**Data shown:**
==================================================
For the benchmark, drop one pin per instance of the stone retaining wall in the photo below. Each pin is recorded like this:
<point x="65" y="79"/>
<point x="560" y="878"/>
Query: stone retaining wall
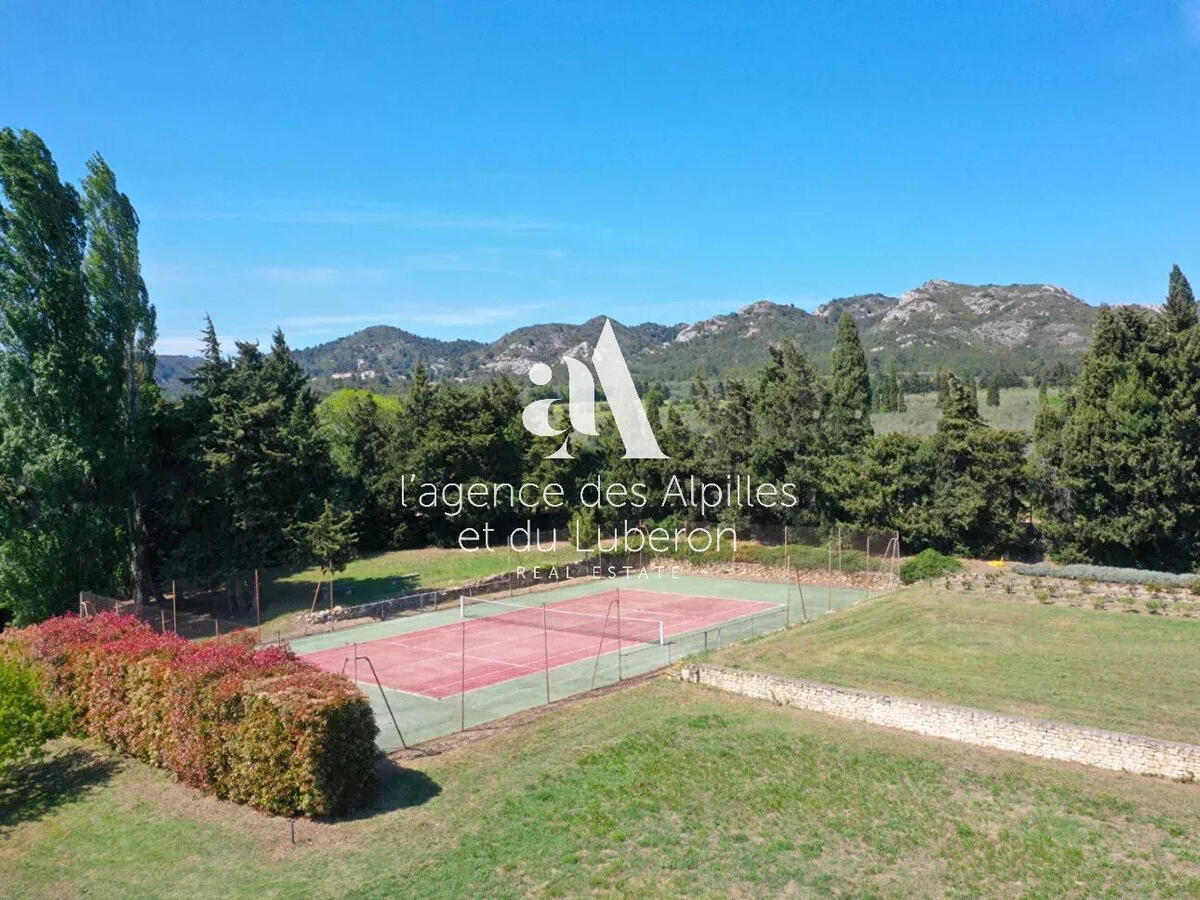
<point x="1047" y="739"/>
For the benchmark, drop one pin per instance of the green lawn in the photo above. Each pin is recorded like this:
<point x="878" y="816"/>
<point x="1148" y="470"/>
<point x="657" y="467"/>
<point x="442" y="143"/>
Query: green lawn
<point x="663" y="790"/>
<point x="384" y="575"/>
<point x="1121" y="671"/>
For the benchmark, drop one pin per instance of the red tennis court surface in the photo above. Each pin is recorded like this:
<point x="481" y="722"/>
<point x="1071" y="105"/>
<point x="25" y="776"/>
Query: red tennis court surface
<point x="473" y="653"/>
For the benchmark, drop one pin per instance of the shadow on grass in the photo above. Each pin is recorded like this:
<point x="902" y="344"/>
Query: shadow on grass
<point x="399" y="789"/>
<point x="31" y="790"/>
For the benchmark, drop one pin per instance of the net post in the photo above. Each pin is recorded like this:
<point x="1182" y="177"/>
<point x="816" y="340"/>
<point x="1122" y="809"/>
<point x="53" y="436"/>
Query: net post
<point x="545" y="640"/>
<point x="385" y="702"/>
<point x="619" y="673"/>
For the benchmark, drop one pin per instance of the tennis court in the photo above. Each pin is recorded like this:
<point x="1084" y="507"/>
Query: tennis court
==================================================
**Goal of the exercise:** Render the data as a Markdown table with the columns Row and Content, starting at the line containing "For the benchmark, drop one pin per instance of the red" and ending at the last line of the data. Number each line and skip any blank lines.

**Exercise solution:**
| Row | Content |
|---|---|
| 1 | For the benchmark, drop one pin per instance of the red tennis court surface in the photo above. Each pin is recorded like this: |
| 2 | <point x="481" y="722"/> |
| 3 | <point x="1071" y="105"/> |
| 4 | <point x="25" y="776"/> |
| 5 | Query: red tennis court surface |
| 6 | <point x="473" y="653"/> |
| 7 | For the benchmark, drop one pin per instance of the shadow on grass in the photo above. Each pin is recorded like this: |
| 8 | <point x="902" y="344"/> |
| 9 | Query: shadow on grass |
| 10 | <point x="399" y="789"/> |
| 11 | <point x="31" y="790"/> |
| 12 | For the benchmark, drop one pin per instance of the net post in the photo above. Each pin is recorded like this: |
| 13 | <point x="1182" y="177"/> |
| 14 | <point x="816" y="340"/> |
| 15 | <point x="1122" y="809"/> |
| 16 | <point x="53" y="436"/> |
| 17 | Query: net post |
| 18 | <point x="545" y="640"/> |
| 19 | <point x="385" y="702"/> |
| 20 | <point x="619" y="673"/> |
| 21 | For the benchmark, drop one pin per instance of the tennis court in the photo above. Each pin is recorded like this: |
| 22 | <point x="1084" y="507"/> |
| 23 | Query: tennis court |